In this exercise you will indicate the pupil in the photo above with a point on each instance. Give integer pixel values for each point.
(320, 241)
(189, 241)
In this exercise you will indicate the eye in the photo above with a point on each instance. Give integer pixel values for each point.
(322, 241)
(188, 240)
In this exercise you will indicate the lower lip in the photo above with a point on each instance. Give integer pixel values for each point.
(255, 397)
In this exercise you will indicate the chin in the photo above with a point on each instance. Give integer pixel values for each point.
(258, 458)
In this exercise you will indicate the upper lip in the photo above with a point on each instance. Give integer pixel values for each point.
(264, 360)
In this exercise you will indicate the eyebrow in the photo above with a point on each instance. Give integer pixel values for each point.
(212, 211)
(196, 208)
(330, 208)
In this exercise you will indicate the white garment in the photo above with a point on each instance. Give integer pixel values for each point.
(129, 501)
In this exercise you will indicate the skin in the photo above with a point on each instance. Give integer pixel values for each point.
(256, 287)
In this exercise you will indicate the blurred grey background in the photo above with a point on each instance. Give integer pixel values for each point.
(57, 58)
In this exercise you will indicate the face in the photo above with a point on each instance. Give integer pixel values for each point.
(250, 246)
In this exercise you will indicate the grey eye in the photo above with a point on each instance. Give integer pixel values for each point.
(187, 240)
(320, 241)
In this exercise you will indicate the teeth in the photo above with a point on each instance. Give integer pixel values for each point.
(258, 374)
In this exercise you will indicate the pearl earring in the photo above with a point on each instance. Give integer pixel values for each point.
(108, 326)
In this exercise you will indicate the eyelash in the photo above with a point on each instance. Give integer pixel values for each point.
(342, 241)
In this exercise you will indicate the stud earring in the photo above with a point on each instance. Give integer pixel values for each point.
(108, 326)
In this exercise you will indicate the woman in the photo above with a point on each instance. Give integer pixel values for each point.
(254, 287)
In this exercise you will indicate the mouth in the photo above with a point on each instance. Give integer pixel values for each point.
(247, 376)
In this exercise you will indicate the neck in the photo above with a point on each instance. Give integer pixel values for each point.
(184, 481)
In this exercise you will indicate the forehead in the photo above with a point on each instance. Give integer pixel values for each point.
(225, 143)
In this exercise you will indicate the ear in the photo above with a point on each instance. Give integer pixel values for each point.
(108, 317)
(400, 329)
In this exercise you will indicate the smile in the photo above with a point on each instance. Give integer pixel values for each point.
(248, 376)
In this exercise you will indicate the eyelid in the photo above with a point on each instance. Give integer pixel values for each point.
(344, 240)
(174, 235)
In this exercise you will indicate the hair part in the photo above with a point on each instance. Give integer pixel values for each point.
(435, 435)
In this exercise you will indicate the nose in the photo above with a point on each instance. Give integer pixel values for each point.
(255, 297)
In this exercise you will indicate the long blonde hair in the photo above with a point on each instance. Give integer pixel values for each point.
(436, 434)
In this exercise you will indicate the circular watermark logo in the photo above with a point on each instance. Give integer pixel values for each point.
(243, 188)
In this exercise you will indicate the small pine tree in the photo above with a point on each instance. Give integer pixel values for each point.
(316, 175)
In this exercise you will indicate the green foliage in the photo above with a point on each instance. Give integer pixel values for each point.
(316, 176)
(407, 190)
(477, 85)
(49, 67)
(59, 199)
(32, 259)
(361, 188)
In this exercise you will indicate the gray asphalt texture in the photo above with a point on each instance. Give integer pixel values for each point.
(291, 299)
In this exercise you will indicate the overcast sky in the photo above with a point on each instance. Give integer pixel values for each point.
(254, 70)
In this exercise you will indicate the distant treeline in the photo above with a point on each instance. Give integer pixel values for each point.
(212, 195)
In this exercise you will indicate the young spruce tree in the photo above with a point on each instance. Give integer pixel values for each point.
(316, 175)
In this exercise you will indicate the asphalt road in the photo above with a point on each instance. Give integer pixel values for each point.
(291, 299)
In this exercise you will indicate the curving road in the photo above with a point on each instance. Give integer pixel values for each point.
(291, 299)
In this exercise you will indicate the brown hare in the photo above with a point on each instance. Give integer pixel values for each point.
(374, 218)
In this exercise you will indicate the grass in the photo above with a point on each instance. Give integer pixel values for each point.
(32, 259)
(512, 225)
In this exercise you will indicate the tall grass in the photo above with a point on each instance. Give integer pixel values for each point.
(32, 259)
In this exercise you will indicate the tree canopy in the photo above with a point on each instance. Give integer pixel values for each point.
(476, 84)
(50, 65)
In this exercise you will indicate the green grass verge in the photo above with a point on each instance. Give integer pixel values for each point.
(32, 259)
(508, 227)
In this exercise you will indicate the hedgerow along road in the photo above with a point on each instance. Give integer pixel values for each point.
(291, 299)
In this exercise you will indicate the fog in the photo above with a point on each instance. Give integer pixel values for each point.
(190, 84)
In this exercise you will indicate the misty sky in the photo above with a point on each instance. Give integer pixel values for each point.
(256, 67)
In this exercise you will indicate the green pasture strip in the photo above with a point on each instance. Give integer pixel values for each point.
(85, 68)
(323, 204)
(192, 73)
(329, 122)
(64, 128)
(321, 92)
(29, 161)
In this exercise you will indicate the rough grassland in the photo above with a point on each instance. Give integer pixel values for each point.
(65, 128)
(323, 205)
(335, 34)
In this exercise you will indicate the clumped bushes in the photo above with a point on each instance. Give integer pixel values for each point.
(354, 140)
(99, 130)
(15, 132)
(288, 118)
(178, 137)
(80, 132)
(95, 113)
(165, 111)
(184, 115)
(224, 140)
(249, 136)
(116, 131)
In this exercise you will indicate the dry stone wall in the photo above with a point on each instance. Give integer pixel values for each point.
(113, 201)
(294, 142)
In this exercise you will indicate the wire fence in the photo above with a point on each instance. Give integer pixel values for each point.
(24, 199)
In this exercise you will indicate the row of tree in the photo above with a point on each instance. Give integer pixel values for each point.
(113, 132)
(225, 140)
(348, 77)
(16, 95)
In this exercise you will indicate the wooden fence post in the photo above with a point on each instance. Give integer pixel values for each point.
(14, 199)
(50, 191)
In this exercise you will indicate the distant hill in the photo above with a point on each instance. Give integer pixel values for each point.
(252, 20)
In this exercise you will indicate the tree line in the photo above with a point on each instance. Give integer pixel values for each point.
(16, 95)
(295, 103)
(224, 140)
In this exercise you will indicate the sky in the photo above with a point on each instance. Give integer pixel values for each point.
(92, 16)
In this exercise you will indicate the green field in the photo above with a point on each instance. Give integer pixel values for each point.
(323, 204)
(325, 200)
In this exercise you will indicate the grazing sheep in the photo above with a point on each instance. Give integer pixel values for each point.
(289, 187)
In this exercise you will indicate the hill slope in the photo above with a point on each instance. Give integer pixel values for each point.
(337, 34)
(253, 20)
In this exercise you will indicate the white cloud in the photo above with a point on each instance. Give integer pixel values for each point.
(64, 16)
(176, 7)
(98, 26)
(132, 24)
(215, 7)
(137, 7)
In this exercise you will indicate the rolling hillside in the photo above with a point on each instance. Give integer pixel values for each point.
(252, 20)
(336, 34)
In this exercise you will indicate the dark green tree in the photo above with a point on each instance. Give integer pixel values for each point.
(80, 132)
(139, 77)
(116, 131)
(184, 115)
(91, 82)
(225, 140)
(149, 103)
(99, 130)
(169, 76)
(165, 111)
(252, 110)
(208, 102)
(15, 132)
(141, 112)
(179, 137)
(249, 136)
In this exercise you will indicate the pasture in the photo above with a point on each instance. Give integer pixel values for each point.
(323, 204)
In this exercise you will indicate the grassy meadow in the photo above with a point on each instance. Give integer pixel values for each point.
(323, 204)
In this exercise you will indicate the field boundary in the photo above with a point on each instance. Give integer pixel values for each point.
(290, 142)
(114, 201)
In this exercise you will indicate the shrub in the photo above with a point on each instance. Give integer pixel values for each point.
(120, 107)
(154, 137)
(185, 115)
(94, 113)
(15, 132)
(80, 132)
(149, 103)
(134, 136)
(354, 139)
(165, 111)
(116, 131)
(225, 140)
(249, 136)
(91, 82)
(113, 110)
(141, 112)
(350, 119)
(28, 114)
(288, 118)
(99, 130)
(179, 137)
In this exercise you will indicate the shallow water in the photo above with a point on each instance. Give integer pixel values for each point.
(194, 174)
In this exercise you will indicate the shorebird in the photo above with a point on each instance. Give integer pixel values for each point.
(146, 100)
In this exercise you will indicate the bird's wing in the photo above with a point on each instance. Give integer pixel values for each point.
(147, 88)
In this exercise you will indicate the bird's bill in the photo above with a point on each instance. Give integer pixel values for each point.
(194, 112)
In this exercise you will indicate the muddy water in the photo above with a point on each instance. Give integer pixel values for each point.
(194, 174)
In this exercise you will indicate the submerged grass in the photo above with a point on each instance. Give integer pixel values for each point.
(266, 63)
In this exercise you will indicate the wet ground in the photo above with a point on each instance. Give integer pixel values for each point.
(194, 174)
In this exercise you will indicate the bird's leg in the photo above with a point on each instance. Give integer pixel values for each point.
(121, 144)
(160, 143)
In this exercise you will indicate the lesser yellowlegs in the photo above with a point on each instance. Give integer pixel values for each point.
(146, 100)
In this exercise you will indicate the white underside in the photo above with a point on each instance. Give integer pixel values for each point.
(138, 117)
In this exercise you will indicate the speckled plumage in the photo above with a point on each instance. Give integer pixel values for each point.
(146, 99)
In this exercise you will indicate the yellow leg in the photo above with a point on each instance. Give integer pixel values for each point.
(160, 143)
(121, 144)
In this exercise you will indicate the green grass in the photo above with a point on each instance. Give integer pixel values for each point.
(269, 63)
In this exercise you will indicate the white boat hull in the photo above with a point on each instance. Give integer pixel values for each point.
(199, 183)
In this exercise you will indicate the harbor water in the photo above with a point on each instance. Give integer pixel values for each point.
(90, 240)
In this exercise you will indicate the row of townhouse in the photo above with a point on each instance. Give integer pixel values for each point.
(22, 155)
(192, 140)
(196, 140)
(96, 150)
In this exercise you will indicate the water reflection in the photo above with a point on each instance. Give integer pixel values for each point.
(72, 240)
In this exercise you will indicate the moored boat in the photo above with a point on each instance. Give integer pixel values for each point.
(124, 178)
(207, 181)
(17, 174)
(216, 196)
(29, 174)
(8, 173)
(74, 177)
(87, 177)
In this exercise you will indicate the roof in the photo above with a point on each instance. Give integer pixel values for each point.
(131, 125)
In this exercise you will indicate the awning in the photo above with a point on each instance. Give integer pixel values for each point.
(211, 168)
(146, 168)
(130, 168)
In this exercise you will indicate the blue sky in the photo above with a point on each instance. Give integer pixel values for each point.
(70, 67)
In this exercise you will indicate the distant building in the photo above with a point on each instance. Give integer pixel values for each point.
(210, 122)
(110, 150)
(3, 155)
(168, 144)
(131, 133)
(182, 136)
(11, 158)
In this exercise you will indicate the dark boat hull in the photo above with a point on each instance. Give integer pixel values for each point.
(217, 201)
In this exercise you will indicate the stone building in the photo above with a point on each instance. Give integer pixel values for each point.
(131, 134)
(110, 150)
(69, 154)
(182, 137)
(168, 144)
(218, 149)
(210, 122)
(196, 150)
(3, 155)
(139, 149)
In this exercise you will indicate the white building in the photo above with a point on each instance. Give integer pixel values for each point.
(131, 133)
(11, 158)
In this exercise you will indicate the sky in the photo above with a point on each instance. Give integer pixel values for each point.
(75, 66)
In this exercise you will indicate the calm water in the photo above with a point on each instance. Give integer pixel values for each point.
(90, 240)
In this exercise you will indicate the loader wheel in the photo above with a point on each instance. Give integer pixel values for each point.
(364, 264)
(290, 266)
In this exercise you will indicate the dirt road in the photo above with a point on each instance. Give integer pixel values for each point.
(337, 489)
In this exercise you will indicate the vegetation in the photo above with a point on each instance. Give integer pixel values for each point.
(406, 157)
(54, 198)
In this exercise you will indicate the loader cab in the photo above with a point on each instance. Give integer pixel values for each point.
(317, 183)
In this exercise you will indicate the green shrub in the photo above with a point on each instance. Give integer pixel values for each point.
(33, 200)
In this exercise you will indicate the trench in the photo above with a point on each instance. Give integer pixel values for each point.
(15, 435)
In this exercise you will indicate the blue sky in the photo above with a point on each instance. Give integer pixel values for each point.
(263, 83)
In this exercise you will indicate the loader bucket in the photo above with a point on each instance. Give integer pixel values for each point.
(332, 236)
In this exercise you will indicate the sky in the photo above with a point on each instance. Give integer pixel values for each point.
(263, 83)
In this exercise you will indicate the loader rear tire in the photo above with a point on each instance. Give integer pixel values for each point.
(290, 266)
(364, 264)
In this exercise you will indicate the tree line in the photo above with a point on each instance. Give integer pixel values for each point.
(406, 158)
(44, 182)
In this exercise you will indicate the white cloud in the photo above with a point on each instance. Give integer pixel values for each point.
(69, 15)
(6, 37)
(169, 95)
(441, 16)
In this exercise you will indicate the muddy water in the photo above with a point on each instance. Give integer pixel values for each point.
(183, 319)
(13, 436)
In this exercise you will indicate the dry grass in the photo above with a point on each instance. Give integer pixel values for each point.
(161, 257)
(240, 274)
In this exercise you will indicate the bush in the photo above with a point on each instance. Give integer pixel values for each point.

**Written problem**
Retype nothing except the lines from the line holding "In this exercise you will indicate the vegetation" through the last line of the entries, both included.

**Exercise output**
In this exercise you will indicate the vegetation in the photo above with a point on each instance. Give integer pixel values for each point.
(406, 157)
(54, 198)
In this exercise you will indicate the loader cab in the photo above with a point on each instance. Give integer pixel values for each point.
(317, 183)
In this exercise you will indicate the green shrub in the photo above with a point on each instance. Give integer pixel values for each point.
(33, 200)
In this exercise you will indicate the trench in the photo above with a point on each instance. Give integer pixel values for each point.
(15, 435)
In this exercise you will indicate the blue sky in the photo above with a point on each instance. Give integer pixel values for each point.
(263, 83)
In this exercise you will indicate the loader bucket in the photo above with a point on each instance. Give integer pixel values for each point.
(332, 236)
In this exercise you will indicate the sky in the photo above with a point on each instance. Give integer pixel values for each point.
(263, 83)
In this exercise you will indicate the loader rear tire in the photo above with a point on each instance. Give integer pixel values for each point.
(290, 266)
(364, 264)
In this exercise you will indicate the tree line in the photo above with a point on each instance. Give integer pixel values for each point.
(406, 158)
(44, 182)
In this exercise you will indicate the white cloud in the photo above with a point on each instance. Give integer pixel values for each point.
(69, 15)
(6, 37)
(169, 95)
(441, 16)
In this exercise you will indicate the muddy water in the photo above with a point on each instance. Give integer pixel values for each point.
(183, 319)
(13, 436)
In this exercise you will indicate the dry grass in the photo above with a point on each instance. Give integer pixel values for each point.
(161, 257)
(240, 274)
In this exercise you will indicate the bush in the photo above with a point on each instance. Give integer pixel values for each point.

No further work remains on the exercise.